--- start of SUPPLIED PASSAGE ---

Identifying the villain in a story can feel good — instantly you know who to blame. You no longer have to search for the "bad guy" and there is a feeling of unity as the collective energy focuses on defeating or punishing the villain. But this isn't Hollywood. We live in the real world and it's much more complicated.
Consider some of the many companies that are seen as villains. Now choose one that particularly frustrates you or that makes you downright angry. BUT wait, before you bathe in the comforting waters of righteous indignation towards your company of choice, take a deep breath and consider how the company may have evolved — it didn't suddenly become a "supervillain." Here are three factors that may have led the company down this path:
- The mantra of shareholder value maximization
- The economic model of capitalism itself
How did the company evolve?
Imagine 100 years ago... a company found a way to power a new world with a gooey black substance that was easily transported and that was relatively abundant.
Imagine 50 years ago... a company was created to provide tasty "fast food" to an increasingly mobile society.
Imagine 25 years ago... a company found a way to increase the yields of our crops to feed a growing and hungry planet.
These are admirable contributions to our collective comfort — would companies like these be considered villains?
WAIT. Before you answer, let's reflect on the company for a moment.
Over the years, did anyone ever ask if their product was ethical or generally made the world a better place? Are their employees happy and proud to work for this company? What about the people and communities who are directly or indirectly part of their supply chain — are their lives enhanced by being associated with this company? Are their shareholders happy with the company's performance? Has the word "shared value" ever been mentioned at a boardroom meeting?
It often seems as if government makes rules that specifically clear a path for companies to maximize earnings at the expense of its citizens.

--- end of SUPPLIED PASSAGE ---
--- start of DATA ---

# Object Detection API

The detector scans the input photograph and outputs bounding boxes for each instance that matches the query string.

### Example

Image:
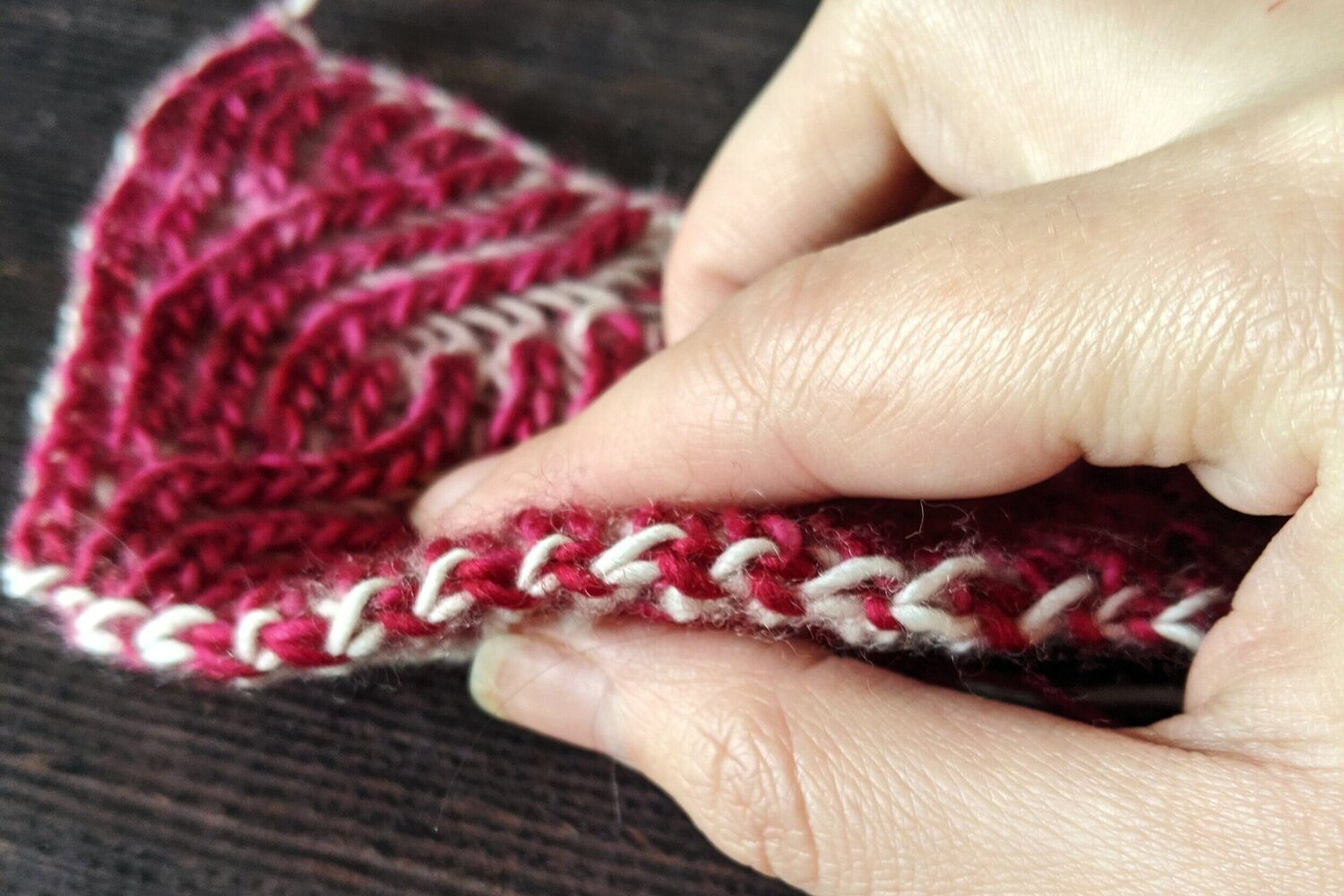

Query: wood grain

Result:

--- end of DATA ---
--- start of DATA ---

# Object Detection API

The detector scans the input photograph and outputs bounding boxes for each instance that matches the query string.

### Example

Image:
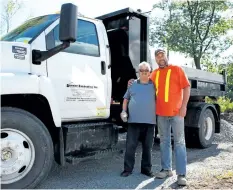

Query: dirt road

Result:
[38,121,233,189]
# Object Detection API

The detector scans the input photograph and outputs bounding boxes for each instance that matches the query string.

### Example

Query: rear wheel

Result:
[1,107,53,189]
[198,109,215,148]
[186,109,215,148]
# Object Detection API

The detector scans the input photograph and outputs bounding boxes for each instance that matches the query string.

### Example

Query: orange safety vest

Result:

--- end of DATA ---

EXERCISE TASK → Reproduce verbatim the passage in the essay on corporate villains above, from "Imagine 100 years" to "was relatively abundant.".

THE REPLY →
Imagine 100 years ago... a company found a way to power a new world with a gooey black substance that was easily transported and that was relatively abundant.